--- TASK DETAILS ---
Output only the entries, exactly as given, without the pictures.
--- EXERCISE DATA ---
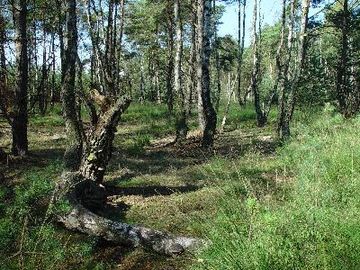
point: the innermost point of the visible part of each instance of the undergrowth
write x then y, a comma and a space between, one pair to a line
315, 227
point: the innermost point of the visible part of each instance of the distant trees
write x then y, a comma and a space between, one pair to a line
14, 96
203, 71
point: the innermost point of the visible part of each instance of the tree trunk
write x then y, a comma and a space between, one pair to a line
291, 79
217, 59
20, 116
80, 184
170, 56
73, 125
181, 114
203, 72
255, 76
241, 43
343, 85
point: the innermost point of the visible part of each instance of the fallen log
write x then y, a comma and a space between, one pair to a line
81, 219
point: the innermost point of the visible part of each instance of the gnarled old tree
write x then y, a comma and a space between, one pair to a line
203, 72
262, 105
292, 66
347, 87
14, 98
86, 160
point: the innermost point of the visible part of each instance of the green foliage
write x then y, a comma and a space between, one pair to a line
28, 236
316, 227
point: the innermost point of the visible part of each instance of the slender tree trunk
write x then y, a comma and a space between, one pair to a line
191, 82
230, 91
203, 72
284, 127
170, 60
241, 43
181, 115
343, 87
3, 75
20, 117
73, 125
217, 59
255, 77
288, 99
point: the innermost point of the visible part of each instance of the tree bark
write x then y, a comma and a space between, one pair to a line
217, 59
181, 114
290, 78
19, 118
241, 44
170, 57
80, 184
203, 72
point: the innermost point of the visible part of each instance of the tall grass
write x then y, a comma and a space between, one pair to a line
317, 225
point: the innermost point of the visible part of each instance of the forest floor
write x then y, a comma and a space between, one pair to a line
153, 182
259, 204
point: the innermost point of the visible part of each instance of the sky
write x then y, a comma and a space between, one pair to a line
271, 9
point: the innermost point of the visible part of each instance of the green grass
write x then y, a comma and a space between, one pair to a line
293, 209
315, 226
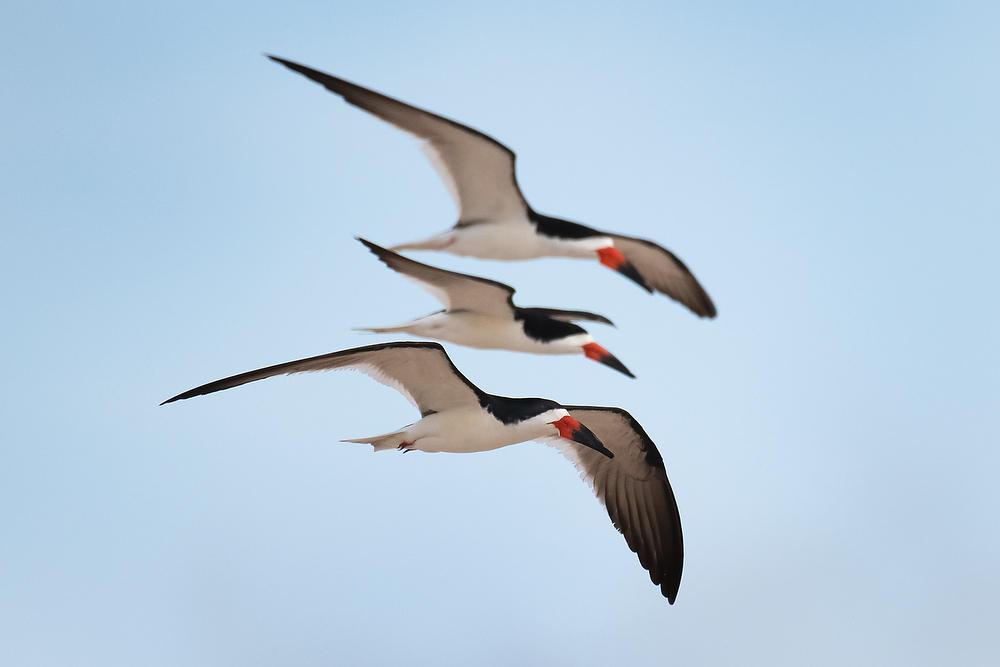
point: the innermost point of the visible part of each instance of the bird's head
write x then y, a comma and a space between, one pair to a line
---
--- SOLVED EXERCISE ---
point: the innermost point of the visible part of each instance of the undergrowth
write x then y, a comma and a space between, one pair to a line
315, 227
point: the innermost point of the visible part of each instance of the distant trees
write x then y, a comma and a space between, one pair to a line
14, 96
203, 71
point: the innermost point of the visible part of each instance of the tree trunk
write x then y, a comma and a space between, one pair to a line
291, 79
217, 59
20, 116
80, 184
170, 56
73, 125
181, 114
203, 72
255, 76
241, 43
343, 85
point: the innermost point of the visible part of each instance of the fallen log
write x then y, a comma and a space between, one pair to a line
81, 219
point: the innermost point of the visible part of each instance of the gnarled old tree
write x then y, a comma and a space between, one pair to a line
203, 72
262, 105
292, 66
347, 87
14, 98
86, 160
point: the innermost point of the visible part of each instance of the green foliage
write x then y, a comma and a space between, one pair to a line
28, 236
316, 227
point: the innermost point of the visible part of each instance of the slender tree trunk
write x then y, a comma and a space between, one pair to a line
191, 82
230, 91
203, 72
284, 127
170, 60
241, 43
181, 115
343, 87
3, 75
20, 117
73, 125
217, 59
255, 77
288, 99
point: the innermost point of the visible part of each instance of the tree bark
write x then y, a comma and a space between, one pair to a line
217, 59
181, 114
290, 78
19, 118
241, 44
170, 57
80, 184
203, 72
point: the innermost point of the visible part of each instance of the tall grass
write x then y, a comma and a space between, one pair to a line
317, 225
point: the innermost point of the visible part of each instance of the forest floor
write x then y, a comma and a space between, one pair to a line
153, 182
259, 204
point: the innermost point of the visible part of each instance of the sky
write x then y, a comma and a space between, one pair to a line
271, 9
point: the innermost point of the visible part of each instance of the green grass
write x then y, a comma and a space between, one pair to a line
293, 209
315, 226
point: the innermost point of the visible part of each instance of the bird's head
write x then y, a comma and a space between, one pair to a line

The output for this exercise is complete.